··· Records for processing
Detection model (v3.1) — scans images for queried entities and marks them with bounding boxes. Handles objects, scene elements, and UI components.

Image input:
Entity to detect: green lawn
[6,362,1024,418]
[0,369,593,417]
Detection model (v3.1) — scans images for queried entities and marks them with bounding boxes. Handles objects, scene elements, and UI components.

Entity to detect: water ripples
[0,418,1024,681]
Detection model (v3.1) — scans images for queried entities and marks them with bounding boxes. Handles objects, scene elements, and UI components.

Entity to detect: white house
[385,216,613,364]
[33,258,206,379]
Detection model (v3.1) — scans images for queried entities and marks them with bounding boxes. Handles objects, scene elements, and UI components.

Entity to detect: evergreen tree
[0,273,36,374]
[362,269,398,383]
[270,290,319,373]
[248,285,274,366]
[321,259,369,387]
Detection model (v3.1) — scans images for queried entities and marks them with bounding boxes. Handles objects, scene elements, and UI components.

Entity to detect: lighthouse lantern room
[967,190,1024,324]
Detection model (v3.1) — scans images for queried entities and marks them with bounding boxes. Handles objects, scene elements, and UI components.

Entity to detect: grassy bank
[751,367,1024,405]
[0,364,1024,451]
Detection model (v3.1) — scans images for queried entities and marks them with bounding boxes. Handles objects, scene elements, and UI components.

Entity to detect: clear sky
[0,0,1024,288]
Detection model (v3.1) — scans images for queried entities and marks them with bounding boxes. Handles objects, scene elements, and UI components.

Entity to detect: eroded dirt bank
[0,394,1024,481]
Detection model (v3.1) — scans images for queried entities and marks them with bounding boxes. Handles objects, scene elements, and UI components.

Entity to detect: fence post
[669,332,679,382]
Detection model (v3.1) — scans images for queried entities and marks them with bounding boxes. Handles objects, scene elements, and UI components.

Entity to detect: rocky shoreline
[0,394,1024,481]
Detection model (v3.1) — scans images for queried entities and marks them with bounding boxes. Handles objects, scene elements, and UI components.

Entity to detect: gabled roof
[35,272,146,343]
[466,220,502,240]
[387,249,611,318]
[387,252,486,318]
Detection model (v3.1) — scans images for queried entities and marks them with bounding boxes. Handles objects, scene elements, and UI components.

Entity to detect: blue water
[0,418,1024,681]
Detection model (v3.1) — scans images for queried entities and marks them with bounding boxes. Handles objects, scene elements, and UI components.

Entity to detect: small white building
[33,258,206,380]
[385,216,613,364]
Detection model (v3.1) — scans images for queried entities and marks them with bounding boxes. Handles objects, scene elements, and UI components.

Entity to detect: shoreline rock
······
Problem statement |
Rewrite the listing above, replacing each occurrence of "Entity to detect" with "Target to locate" and keeping every other line unchanged.

Task solution |
Detection model (v3.1) — scans images for queried entities and marks them with bounding boxes. Handles objects, scene elements, and UI components.

Image input:
Target to locate: green lawn
[6,362,1024,418]
[0,369,593,417]
Detection model (v3.1) — scans images for queried entities and marks them with bounding boxes. Handles objects, scene elements, and UI components.

Target to locate: water ripples
[0,418,1024,681]
Detection model (v3.1) — scans images for queried entities and marks them with bounding boxes. Handles objects, scene elements, and UI components.

Target to locate: white house
[385,216,613,364]
[33,258,206,379]
Detection model (v3.1) — scans images for queried entities and marks them with bounding boxes. Handles objects, scene elements, and UI components.

Target to locate: evergreen tree
[0,273,36,374]
[362,269,398,383]
[270,290,319,373]
[248,285,274,366]
[321,259,369,387]
Detection model (v3.1) — scans images for queried entities and marks them with bounding boxes. Handles objects, scene elements, and UI components.

Target to locate: lighthouse lantern room
[967,190,1024,324]
Detection model (v3.1) — scans images for queried entities and marks them with bounding boxes. Handles objects, scene elements, and UI components.

Target to locate: grassy bank
[751,367,1024,405]
[0,364,1024,451]
Detection model (v3.1) — scans images for queried entities and marks them with bounding boxes. Handles objects, scene elements, and UI components.

Target to locate: clear sky
[0,0,1024,288]
Detection model (v3.1) — scans images for queried entities and marks them with bounding boxes. Handles objects, scene elements, and UI components.

Target to locate: eroded dirt bank
[0,394,1024,481]
Detection model (v3.1) — scans images for queried entities and marks them with bounding boxes. Handles objects, scene elements, and UI components.

Target to locate: fence post
[669,332,679,382]
Detection model (v3.1) — scans images for queried entities and marks them with bounding boxes. Handles objects, scene elements, and UI components.

Target to locate: rocky shoreline
[0,394,1024,481]
Detection model (v3.1) — scans images for queried entities and marks them with bounding boxes. Handles objects, scene elements, and UI components.

Target to locate: gabled roof
[35,272,146,343]
[466,220,502,240]
[387,249,611,318]
[387,252,486,318]
Detection model (v3.1) — scans images for queried entities and marks them with bounding boxes. Handles objects, scene elements, and UI components.

Target to locate: blue water
[0,418,1024,681]
Detection model (v3.1) — scans images for queried entities and marks them with bounding boxes. Handles objects, scene elements, and UI components.

Target to locate: small white building
[33,258,206,380]
[385,216,613,364]
Detection model (v3.1) — scans images for queried entities and marks them with bounding boxes. Handles objects, scene elements, and UI components.

Target to locate: shoreline rock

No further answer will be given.